→ **QUESTIONS ON THE MATERIAL**
(a) What starting sensitivity threshold does the article on England's new bowel cancer screening test propose?
(b) Extend the article on England's new bowel cancer screening test, picking up after its final sentence.

** Opening EXCERPTED TEXT block **

Beating bowel cancer together

NHS England confirm new screening test to be introduced in England in 2018

Tuesday 21 November 2017

Today, NHS England confirmed plans to introduce a new bowel cancer screening test in 2018, which could detect more cancers earlier. The new Faecal Immunochemical Test (FIT) test is easier to use than the current screening test and more accurate.

FIT works in a similar way to the current screening test by detecting tiny amounts of blood in the poo that could indicate cancer or polyps, (growths that can develop into cancer). However FIT measures blood measures the level of blood in just one gram of poo, whereas the current test only indicates the presence of blood. The ‘sensitivity level’ for the test is the concentration of blood in a poo sample at which people will be referred for prospective colonoscopy.

How sensitive the test is to blood in poo can be adjusted to determine the number of people who should go on for further cancer testing via endoscopy.

We know that the test is more accurate, which means it can detect even more cancers earlier, when the chance of survival is high.

The proposed starting sensitivity threshold is 120ug/g in England, which means an extra 1,500 cancers could be detected and around 8,500 high risk adenomas. The lower the sensitivity threshold, the more cancers can be detected.

** Closing EXCERPTED TEXT block **
** Opening RECORDS PROVIDED block **

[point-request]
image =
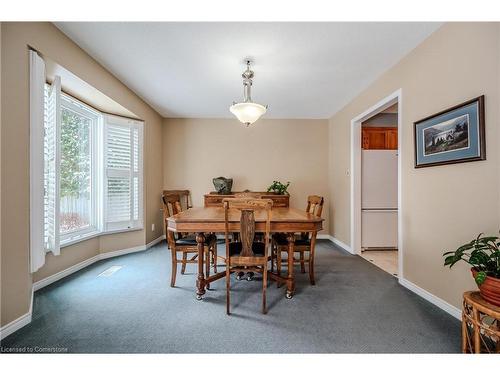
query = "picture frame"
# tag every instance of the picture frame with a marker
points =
(455, 135)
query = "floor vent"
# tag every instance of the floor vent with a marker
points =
(110, 271)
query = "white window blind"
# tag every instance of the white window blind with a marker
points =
(52, 156)
(37, 94)
(122, 173)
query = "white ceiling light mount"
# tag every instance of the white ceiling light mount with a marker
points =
(247, 111)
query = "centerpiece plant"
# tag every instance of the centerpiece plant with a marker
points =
(278, 187)
(483, 254)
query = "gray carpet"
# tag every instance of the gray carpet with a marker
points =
(355, 308)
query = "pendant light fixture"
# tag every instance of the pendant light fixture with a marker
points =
(247, 111)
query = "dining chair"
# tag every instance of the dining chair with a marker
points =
(259, 236)
(185, 243)
(247, 254)
(304, 243)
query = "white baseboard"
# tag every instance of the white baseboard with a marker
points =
(156, 241)
(18, 323)
(66, 272)
(26, 318)
(442, 304)
(341, 244)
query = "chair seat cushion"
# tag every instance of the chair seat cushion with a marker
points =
(258, 248)
(281, 240)
(190, 240)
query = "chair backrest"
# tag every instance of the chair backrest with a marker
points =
(315, 205)
(247, 208)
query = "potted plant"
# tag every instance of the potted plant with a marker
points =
(483, 254)
(278, 188)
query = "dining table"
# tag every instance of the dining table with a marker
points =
(205, 220)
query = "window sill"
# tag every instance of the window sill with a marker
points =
(88, 236)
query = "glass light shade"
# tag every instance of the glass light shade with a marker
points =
(247, 112)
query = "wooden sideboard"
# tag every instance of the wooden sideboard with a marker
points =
(379, 138)
(213, 199)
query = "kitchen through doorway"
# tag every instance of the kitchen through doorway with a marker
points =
(379, 189)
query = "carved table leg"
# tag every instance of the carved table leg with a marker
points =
(200, 282)
(290, 284)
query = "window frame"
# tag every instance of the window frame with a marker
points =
(98, 170)
(95, 228)
(114, 120)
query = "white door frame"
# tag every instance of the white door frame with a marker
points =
(395, 97)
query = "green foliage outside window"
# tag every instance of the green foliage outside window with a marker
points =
(75, 154)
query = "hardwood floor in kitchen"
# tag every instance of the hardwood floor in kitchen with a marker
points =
(387, 260)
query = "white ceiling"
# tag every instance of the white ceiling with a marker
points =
(302, 70)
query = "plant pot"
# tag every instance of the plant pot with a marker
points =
(490, 289)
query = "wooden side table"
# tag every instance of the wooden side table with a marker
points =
(480, 325)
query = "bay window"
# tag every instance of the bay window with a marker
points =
(92, 171)
(86, 169)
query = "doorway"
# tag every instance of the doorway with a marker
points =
(376, 213)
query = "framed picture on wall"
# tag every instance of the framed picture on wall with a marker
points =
(455, 135)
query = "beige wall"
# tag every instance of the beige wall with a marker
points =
(16, 281)
(196, 150)
(443, 206)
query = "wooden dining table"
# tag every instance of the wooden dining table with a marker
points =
(201, 220)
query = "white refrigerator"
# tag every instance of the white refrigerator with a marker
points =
(379, 199)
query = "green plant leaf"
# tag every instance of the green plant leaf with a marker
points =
(480, 277)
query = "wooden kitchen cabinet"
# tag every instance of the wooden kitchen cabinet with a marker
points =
(379, 138)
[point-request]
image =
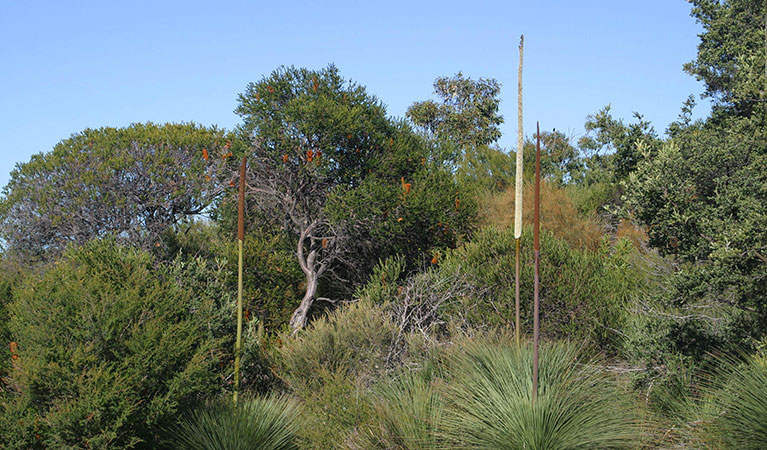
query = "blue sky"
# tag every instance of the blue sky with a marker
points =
(67, 66)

** Closing RECORDS PROVIDED block **

→ **ANSWERS TO THE EXERCISE**
(a) 120ug/g

(b)
A highly sensitive FIT would mean more people are referred for colonoscopy but services are already at breaking point and would not be able to cope with the large amount of additional referrals without a significant increase in diagnostic capacity.

Three months after implementation, NHS England propose to review the programme to assess impact of the sensitivity level on NHS capacity and see if further improvements will be made.

The FIT sensitivity threshold planned within the Bowel Cancer Screening Programme in Wales is 150ug/g and in Scotland, it is 80ug/g.

Scotland have already rolled out FIT into their screening programme. England will be following suit in 2018 and Wales in 2019. Northern Ireland is still yet to approve the new test. No matter which bowel cancer screening test you receive in the post, completing it and returning it could save your life.

Screening aims to detect bowel cancer at an early stage, when treatment has the best chance of working. The test can also find polyps (non-cancerous growths) which might develop into cancer.

Deborah Alsina MBE, Chief Executive of Bowel Cancer UK, says: “The introduction of FIT is a game-changer for bowel cancer. We know that the test is more accurate, which means it can detect even more cancers earlier, when the chance of survival is high.

The lower the sensitivity threshold, the more cancers can be detected.

“However the sensitivity level of 120ug/g is far from optimal given that other countries around the world implement the test at 20 – 45ug/g. If we are a serious about stopping people dying from bowel cancer, we must invest in sufficient workforce capacity to implement this programme. We know the sensitivity level can’t be increased immediately as hospitals are at breaking point but we want to see a clear plan of action to address this in the future.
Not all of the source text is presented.